— Start of Records to process —

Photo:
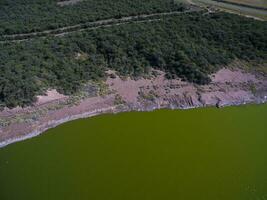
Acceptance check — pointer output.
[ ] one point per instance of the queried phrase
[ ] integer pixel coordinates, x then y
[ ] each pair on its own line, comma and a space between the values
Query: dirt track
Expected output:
90, 25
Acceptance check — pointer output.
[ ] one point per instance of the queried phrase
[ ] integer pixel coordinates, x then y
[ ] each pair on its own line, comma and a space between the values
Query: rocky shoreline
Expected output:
113, 110
228, 88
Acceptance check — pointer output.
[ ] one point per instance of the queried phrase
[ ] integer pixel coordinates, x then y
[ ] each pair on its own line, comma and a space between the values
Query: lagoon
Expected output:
203, 154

— End of Records to process —

** Exercise goal **
Please copy every one of the records above line for line, leaving out the pictures.

** Output for this task **
Photo:
Acceptance check — pointer output.
[ ] one point per instance of the queried phrase
[ ] integer pixel coordinates, x then y
[ ] each pair on its own line, comma and a space between the values
Query: dirt track
Expected output:
90, 25
Acceptance check — pointer output.
[ ] one point per instance of the queried phrase
[ ] integer pixel coordinates, x then y
[ ] each pair on its own line, comma and a space between the values
Query: rocky shoreline
Expected output:
113, 110
228, 88
Acceptance check — pointer output.
[ ] one point per instance of the queried phrase
[ ] integer pixel coordinates, x then y
[ ] each pair on its own line, comma and a space between the values
Query: lagoon
Expected output:
203, 154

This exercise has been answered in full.